**Material to process**
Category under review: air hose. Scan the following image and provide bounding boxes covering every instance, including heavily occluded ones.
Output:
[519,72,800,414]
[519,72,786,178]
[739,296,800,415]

**Short problem**
Format the records above as a Markdown table with two columns, Row and Line. Number each line in Row and put its text in Line, leaving out blank lines.

**Result for this exercise**
| Row | Line |
|---|---|
| 1 | Category under review: air hose. Scan the following image and provide bounding boxes covering every instance, including heavily occluded ones. |
| 2 | Output: |
| 3 | [519,72,800,414] |
| 4 | [519,72,786,178] |
| 5 | [739,296,800,415] |